## DIRECTIONS
a. List every parameter described in Table 395 of the FPGA function documentation.
b. Extend the FPGA function documentation, picking up after its last sentence.

## PAGE EXCERPT
★ ★ ★ ★ ★
Name	Resource Utilization
	1 pixel per clock operation	8 pixel per clock operation
	300 MHz	150 MHz
BRAM_18K	0	0
DSP48E	0	0
FF	103	104
LUT	44	133
CLB	23	43

Performance Estimate

The following table summarizes a performance estimate of the kernel in different configurations, generated using Vivado HLS 2019.1 tool for Xczu9eg-ffvb1156-1-i-es1 FPGA to process a grayscale HD (1080x1920) image.

Table 394. SubS Function Performance Estimate Summary
Operating Mode	Latency Estimate
Operating Mode	Operating Frequency (MHz)	Latency (ms)
1 pixel	300	6.9
8 pixel	150	1.7

Sum

The sum function calculates the sum of all pixels in input image.

API Syntax

template< int SRC_T , int ROWS, int COLS, int NPC=1>
void sum(xf::Mat<SRC_T, ROWS, COLS, NPC> & src1,double sum[XF_CHANNELS(SRC_T,NPC)])

Parameter Descriptions

The following table describes the template and the function parameters.

Table 395. Sum Function Parameter Descriptions
Parameter	Description
SRC_T	Input pixel type. 8-bit, unsigned, 1 channel is supported (XF_8UC1).
ROWS	Maximum height of input and output image.
COLS	Maximum width of input and output image (must be multiple of 8).
NPC	Number of pixels to be processed per cycle.
_src1	Input image.
sum	Array to store sum of all pixels in the image.

Resource Utilization

The following table summarizes the resource utilization of the Sum function in Resource optimized (8 pixel) mode and normal mode as generated using Vivado HLS 2019.1 version tool for the Xczu9eg-ffvb1156-1-i-es1 FPGA.
★ ★ ★ ★ ★
## DATASET CONTENT
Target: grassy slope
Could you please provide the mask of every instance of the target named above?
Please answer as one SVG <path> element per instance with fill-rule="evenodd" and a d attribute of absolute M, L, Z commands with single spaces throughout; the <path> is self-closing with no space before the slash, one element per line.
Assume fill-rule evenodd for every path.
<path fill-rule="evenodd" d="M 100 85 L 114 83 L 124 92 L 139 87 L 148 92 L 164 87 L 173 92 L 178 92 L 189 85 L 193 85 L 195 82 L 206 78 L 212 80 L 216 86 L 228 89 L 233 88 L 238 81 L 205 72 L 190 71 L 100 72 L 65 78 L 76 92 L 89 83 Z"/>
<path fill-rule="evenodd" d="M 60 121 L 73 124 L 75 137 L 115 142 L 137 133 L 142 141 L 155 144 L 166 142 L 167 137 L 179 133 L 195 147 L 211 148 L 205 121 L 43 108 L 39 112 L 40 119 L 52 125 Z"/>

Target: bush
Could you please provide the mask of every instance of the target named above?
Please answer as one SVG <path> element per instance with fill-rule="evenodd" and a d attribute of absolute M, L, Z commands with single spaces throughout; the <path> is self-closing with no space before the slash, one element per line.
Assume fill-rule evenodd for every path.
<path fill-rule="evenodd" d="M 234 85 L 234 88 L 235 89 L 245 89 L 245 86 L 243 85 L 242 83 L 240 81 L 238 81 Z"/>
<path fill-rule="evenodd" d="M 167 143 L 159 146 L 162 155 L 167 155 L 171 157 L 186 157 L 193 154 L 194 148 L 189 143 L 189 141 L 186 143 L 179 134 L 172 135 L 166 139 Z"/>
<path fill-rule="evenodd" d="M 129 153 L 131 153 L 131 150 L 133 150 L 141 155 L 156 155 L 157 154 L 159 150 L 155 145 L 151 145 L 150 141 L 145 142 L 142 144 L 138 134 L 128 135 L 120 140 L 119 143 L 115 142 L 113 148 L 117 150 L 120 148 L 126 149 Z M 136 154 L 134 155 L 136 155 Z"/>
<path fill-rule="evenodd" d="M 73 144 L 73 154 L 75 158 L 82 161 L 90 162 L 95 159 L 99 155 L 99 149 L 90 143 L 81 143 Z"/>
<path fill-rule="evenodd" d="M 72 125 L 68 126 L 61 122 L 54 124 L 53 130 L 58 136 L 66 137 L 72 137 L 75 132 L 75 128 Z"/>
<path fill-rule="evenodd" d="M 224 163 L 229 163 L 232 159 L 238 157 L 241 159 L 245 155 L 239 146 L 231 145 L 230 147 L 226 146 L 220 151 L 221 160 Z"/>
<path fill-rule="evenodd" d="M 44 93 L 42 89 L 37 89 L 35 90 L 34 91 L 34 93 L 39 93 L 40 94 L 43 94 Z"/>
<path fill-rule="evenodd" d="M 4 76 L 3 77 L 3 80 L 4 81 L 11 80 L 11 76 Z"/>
★ ★ ★ ★ ★
## EXERCISE RESPONSES
a. SRC_T, ROWS, COLS, NPC, _src1, sum

b.
Table 396. Sum Function Resource Utilization Summary
Name	Resource Utilization
	1 pixel per clock operation	8 pixel per clock operation
	300 MHz	150 MHz
BRAM_18K	0	0
DSP48E	0	0
FF	341	408
LUT	304	338
CLB	71	87

Performance Estimate

The following table summarizes a performance estimate of the kernel in different configurations, generated using Vivado HLS 2019.1 tool for Xczu9eg-ffvb1156-1-i-es1 FPGA to process a grayscale HD (1080x1920) image.

Table 397. Sum Function Performance Estimate Summary
Operating Mode	Latency Estimate
Operating Mode	Operating Frequency (MHz)	Latency (ms)
1 pixel	300
8 pixel	150

SVM

The SVM function is the SVM core operation, which performs dot product between the input arrays. The function returns the resultant dot product value with its fixed point type.

API Syntax

template<int SRC1_T, int SRC2_T, int DST_T, int ROWS1, int COLS1, int ROWS2, int COLS2, int NPC=1, int N>
void SVM(xf::Mat<SRC1_T, ROWS1, COLS1, NPC> &in_1, xf::Mat<SRC2_T, ROWS2, COLS2, NPC> &in_2, uint16_t idx1, uint16_t idx2, uchar_t frac1, uchar_t frac2, uint16_t n, uchar_t *out_frac, ap_int<XF_PIXELDEPTH(DST_T)> *result)

Parameter Descriptions

The following table describes the template and the function parameters.

Table 398. SVM Function Parameter Descriptions
Parameters	Description
SRC1_T	Input pixel type. 16-bit, signed, 1 channel (XF_16SC1) is supported.
SRC2_T	Input pixel type. 16-bit, signed, 1 channel (XF_16SC1) is supported.
DST_T	Output data Type. 32-bit, signed, 1 channel (XF_32SC1) is supported.
ROWS1	Number of rows in the first image being processed.
COLS1	Number of columns in the first image being processed.
ROWS2	Number of rows in the second image being processed.
COLS2	Number of columns in the second image being processed.
NPC	Number of pixels to be processed per cycle; possible options are XF_NPPC1.
N	Max number of kernel operations
in_1	First Input Array.
in_2	Second Input Array.
idx1	Starting index of the first array.
idx2	Starting index of the second array.
frac1	Number of fractional bits in the first array data.
frac2	Number of fractional bits in the second array data.
n	Number of kernel operations.
out_frac	Number of fractional bits in the resultant value.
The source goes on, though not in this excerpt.